EXERCISE OBJECTIVE ::
Only the text carries over: repeat the records exactly and drop the images.

(Data excerpts)

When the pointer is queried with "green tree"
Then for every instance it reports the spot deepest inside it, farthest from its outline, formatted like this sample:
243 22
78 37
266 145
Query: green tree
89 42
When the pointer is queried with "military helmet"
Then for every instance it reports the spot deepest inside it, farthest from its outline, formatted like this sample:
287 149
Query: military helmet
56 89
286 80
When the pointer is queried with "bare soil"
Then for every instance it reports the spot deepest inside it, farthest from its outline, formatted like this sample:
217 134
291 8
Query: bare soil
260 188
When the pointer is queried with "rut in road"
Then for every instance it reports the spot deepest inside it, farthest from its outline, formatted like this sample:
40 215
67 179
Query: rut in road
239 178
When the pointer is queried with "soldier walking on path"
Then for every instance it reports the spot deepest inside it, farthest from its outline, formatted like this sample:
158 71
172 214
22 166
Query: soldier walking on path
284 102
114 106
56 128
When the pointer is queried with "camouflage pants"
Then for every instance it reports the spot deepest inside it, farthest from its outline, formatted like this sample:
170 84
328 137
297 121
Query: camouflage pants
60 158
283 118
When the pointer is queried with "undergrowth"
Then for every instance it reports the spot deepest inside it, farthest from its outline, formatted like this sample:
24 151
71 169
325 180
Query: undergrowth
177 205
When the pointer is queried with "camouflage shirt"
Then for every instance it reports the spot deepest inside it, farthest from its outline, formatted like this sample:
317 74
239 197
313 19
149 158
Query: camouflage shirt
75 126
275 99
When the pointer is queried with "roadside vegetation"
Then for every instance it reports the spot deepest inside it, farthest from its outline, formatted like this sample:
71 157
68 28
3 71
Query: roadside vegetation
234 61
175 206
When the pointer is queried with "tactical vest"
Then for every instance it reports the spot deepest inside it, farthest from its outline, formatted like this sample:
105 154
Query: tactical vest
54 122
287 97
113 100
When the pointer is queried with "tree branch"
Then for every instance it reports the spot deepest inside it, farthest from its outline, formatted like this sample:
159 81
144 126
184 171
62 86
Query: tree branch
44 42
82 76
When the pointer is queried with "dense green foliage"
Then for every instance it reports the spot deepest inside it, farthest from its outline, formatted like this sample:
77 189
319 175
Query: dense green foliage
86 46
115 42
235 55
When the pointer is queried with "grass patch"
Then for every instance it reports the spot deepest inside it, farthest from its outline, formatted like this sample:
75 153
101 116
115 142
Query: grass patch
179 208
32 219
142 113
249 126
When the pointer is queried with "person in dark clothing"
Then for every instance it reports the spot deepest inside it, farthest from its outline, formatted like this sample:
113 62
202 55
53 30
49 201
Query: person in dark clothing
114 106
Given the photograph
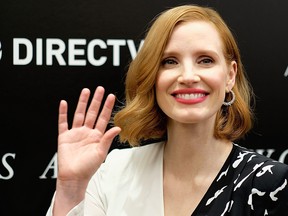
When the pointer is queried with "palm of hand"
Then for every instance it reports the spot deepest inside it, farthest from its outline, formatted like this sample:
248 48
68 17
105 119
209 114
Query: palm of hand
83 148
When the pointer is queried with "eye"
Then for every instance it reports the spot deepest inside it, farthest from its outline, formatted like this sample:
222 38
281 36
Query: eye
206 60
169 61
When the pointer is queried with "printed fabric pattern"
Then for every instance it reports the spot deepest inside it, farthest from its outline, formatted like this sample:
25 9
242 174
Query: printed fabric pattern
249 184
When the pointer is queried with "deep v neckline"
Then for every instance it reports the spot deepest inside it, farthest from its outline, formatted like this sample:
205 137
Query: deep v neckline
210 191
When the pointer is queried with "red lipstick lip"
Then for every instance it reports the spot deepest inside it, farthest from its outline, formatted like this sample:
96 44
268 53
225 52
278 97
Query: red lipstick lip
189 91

SOLUTION TO THIS PROBLEM ::
When the pointer is queried with "green tree"
Then for every instance it reports the spot deepest inside it, farthest from its outline, formatted like this sample:
243 22
78 37
266 145
Query: green tree
89 42
When the pointer is queried with "military helmet"
Then for every instance it reports the spot deepest inside it, farthest from its outline, formatted like this sample:
287 149
Query: military helmet
56 89
286 80
When the pointer is queried with "bare soil"
Then for every instance it reports the spot deepest inside it, farthest from its outline, formatted like this sample:
217 134
291 8
Query: bare soil
260 188
When the pointer is queried with "rut in road"
Then for every instance it reports the spot deepest inside it, farthest from its outline, formatted like this sample:
40 215
67 179
Query: rut in road
239 178
When the pointer is queried with "soldier walking on path"
Then for every instance it reports the spot deepest inside it, farthest from its outline, formatted like this sample:
158 71
172 214
22 166
Query: soldier walking on path
284 102
114 106
56 128
When the pointer is queried with "camouflage pants"
Then for every instance it reports the spot deepest inside it, farthest from its outline, formatted like this sample:
170 84
328 137
297 121
Query: camouflage pants
60 158
283 118
When the pointer is queried with "undergrowth"
Then for every instance it reports the spot deepest inside it, farthest from its outline, formatted like this sample:
24 151
71 169
325 180
Query: undergrowth
177 205
When the pointer is queried with "camouflage shirt"
Then for every instance it reports the spot deepest inside it, farthest from its outline, formatted like this sample:
317 74
239 197
313 19
149 158
Query: camouflage shirt
75 126
275 99
When the pointer is queried with "roadside vegetation"
Then for every instance it reports the spot deepest inside it, farthest from its outline, formatted like this sample:
71 157
68 28
3 71
Query: roadside vegetation
234 61
175 206
When the pointer is queried with "tactical vest"
Then for every instance it reports the spot deepest inside it, farthest from its outline, formatted like this sample:
105 154
Query: tactical vest
54 122
287 97
113 100
When the pointer is queried with "tree branch"
Then for every instance it reports the spot deepest inside it, farthest from its outline, formatted like this sample:
159 81
144 126
184 171
62 86
Query: tree branch
44 42
82 76
When the pointer is queried with "dense green foliage"
Then for every instance it reports the spot deepest inside it, farthest from its outline, formatted like this sample:
77 189
319 175
Query: dense green foliage
86 46
115 42
235 55
When the pointer is queried with "grass patch"
Then for every instance it reports the spot deepest inside it, farthest from its outline, formatted like this sample:
75 153
101 116
115 142
Query: grass patch
179 208
32 219
142 113
249 126
When the pointer is queried with "person in dark clothing"
Then for every instance it reports the spot deepest inside it, farthest from its outline, formatted like this sample:
113 62
202 55
53 30
49 201
Query: person in dark clothing
114 106
Given the photograph
When the pointer is queried with "palm of hand"
Then for every instance it reports the spot deepest inside it, farthest from its outline, formatted like this sample:
248 48
68 17
105 119
209 114
Query: palm of hand
83 148
When the pointer is queried with "eye"
Then for every instance it reports the spot deepest inside it, farthest from its outline, formatted like this sample:
222 38
281 36
Query: eye
206 60
169 61
When the pointer is queried with "printed fabric pattern"
Then for every instance it reports the spot deepest inside it, farthest from its outline, formatted like this sample:
25 9
242 174
Query: printed fabric pattern
249 184
When the pointer is queried with "deep v neckline"
Then for every instance it reports the spot deepest inside it, farthest from its outline, formatted like this sample:
205 137
Query: deep v neckline
210 191
When the pointer is queried with "red lipstick lip"
Then for every instance it reports the spot deepest inside it, farthest from its outline, formatted like this sample:
96 44
268 53
225 52
278 97
Query: red lipstick lip
189 91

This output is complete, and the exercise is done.